## Task objective
Copy the lines below that contain "chimney".

## Source material
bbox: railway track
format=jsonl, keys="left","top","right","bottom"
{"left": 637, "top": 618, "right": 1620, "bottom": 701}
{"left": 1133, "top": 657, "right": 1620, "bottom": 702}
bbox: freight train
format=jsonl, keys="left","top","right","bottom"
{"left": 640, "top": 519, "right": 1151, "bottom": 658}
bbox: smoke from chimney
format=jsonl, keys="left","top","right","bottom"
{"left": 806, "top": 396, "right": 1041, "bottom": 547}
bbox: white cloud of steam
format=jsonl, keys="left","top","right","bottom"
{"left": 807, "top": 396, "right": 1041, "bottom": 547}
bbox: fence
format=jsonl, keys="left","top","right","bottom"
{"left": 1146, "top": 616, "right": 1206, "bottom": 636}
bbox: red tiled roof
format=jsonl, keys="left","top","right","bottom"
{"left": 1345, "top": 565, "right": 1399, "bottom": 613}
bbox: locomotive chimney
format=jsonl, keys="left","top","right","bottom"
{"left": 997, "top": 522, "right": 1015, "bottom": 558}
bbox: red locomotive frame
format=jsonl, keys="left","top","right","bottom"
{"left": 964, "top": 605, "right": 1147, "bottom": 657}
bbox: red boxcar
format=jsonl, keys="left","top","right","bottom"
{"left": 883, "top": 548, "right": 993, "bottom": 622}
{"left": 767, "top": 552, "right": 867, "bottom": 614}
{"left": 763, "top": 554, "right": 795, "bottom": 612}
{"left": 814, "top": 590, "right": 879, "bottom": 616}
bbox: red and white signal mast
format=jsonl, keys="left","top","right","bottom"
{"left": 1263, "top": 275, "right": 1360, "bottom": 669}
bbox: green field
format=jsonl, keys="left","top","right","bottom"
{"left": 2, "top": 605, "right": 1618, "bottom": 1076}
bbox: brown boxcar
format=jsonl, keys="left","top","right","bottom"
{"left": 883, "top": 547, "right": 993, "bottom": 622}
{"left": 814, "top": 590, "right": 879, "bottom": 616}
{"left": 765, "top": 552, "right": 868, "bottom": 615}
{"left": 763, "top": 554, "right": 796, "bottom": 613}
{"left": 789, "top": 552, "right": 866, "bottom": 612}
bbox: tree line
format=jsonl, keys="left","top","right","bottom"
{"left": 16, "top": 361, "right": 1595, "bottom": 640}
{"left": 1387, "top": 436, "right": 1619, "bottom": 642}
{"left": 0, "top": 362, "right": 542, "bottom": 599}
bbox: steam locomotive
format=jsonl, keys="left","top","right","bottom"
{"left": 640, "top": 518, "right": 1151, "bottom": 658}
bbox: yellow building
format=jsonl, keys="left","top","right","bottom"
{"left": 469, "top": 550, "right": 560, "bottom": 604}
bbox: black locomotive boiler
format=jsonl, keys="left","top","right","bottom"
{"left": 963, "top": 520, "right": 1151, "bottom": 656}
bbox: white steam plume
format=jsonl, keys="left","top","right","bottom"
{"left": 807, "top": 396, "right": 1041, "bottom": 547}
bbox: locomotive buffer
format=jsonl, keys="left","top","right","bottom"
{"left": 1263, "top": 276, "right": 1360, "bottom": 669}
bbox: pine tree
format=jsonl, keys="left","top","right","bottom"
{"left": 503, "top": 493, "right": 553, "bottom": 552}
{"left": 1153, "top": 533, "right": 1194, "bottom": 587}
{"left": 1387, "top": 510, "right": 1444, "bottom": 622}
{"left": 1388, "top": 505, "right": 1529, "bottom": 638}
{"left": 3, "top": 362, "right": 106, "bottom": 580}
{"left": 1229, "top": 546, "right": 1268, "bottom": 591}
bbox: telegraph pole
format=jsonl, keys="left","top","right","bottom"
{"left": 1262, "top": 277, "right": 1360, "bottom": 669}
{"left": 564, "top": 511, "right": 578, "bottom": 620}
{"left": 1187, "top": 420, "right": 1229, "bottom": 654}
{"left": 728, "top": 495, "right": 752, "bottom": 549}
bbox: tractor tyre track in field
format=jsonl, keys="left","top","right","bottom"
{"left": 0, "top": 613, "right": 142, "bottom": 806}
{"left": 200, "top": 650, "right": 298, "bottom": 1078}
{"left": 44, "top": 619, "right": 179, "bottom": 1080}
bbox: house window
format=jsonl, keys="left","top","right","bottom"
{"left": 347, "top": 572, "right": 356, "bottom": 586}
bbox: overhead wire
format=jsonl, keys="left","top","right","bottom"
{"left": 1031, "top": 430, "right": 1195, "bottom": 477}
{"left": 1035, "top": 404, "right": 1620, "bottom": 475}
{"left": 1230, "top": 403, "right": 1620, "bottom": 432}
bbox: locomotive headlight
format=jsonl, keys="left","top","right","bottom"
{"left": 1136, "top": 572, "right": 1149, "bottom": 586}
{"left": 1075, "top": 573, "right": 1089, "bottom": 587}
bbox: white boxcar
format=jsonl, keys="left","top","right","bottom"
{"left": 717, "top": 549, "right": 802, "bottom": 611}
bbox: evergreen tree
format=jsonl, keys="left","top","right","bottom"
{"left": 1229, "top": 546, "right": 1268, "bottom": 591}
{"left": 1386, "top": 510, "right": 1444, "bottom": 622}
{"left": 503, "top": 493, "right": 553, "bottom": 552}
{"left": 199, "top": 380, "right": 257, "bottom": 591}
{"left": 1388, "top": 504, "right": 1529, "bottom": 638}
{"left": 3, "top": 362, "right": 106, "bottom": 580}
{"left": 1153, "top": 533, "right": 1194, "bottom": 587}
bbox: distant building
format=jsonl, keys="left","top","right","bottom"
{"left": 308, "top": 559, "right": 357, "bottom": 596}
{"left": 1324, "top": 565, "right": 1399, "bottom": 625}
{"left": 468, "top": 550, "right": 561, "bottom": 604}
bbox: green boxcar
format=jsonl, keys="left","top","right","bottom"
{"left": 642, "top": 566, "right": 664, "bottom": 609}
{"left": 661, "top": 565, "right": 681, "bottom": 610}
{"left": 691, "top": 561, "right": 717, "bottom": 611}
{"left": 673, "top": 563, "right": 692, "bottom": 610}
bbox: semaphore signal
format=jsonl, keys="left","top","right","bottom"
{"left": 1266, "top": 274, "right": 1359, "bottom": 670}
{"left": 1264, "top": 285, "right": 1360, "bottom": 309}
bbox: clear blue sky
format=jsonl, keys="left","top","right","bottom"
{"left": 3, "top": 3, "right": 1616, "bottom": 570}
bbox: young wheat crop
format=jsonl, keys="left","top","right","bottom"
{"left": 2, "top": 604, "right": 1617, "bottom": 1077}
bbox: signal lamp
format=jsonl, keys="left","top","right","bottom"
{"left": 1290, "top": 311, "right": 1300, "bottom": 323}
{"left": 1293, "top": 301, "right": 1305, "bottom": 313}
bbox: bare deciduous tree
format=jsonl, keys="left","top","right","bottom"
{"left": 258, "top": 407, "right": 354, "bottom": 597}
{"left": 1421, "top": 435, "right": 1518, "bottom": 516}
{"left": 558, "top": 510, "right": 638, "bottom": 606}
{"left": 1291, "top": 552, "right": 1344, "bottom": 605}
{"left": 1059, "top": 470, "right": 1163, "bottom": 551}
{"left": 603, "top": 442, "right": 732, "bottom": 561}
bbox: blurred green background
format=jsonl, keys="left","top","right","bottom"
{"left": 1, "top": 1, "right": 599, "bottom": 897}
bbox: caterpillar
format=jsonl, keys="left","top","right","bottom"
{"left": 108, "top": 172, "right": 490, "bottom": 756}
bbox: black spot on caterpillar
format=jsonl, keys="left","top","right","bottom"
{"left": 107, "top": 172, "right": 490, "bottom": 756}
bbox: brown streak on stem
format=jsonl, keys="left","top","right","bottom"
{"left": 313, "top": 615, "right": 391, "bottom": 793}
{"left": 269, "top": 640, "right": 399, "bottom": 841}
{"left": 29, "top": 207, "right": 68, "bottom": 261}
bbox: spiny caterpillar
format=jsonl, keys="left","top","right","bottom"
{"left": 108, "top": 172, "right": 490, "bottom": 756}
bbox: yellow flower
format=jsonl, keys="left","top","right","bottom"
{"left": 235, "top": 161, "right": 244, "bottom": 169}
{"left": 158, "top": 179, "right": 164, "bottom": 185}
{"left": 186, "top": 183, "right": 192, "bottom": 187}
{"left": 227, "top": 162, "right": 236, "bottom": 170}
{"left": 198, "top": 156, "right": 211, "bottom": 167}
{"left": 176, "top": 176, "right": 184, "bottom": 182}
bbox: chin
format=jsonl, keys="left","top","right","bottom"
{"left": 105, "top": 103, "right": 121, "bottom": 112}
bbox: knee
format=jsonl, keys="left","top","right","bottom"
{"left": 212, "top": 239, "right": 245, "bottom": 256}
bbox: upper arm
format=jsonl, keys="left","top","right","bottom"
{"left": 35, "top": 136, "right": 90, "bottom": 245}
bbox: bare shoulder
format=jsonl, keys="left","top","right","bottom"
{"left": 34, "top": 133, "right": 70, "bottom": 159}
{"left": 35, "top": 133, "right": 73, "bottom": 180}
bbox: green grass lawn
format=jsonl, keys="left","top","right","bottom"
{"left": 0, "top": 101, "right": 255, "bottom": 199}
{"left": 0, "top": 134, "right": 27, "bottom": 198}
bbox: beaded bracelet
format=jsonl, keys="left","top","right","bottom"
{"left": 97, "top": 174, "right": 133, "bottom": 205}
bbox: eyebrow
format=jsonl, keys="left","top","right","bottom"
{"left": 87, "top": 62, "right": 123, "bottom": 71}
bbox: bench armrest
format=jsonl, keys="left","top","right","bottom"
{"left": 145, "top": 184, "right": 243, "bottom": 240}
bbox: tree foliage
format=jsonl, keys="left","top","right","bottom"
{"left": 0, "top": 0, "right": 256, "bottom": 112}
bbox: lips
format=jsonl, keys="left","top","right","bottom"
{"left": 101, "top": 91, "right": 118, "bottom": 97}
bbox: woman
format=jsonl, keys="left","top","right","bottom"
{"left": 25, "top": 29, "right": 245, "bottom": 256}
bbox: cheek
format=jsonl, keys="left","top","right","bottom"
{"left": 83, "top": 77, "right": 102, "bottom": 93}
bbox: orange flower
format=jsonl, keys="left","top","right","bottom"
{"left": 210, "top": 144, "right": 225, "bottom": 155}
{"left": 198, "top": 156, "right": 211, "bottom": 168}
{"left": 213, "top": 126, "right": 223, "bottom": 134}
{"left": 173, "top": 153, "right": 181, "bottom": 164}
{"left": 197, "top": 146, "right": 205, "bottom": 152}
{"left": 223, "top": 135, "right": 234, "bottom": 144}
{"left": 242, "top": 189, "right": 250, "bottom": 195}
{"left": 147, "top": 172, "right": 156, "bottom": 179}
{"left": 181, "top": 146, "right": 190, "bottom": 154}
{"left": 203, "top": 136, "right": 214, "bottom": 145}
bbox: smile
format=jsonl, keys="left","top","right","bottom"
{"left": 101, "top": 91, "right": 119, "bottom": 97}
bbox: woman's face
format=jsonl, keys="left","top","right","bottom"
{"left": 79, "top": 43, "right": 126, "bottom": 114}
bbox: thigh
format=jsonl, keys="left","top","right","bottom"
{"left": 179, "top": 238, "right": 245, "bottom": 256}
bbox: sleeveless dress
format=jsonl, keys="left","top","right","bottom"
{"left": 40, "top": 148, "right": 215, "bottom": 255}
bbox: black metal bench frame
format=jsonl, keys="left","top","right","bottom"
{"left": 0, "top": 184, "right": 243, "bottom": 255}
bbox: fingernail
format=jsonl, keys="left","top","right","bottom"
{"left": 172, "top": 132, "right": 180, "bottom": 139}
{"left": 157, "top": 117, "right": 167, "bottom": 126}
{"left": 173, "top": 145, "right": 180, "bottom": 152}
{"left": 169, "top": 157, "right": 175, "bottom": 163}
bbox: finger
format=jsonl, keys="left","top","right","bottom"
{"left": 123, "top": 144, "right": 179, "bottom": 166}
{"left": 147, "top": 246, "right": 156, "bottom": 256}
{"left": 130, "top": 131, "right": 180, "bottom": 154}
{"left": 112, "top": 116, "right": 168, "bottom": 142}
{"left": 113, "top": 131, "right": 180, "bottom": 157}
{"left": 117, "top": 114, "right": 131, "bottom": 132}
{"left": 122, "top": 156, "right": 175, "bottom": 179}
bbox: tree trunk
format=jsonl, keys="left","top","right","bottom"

## Your solution
bbox: smoke from chimney
bbox: locomotive chimney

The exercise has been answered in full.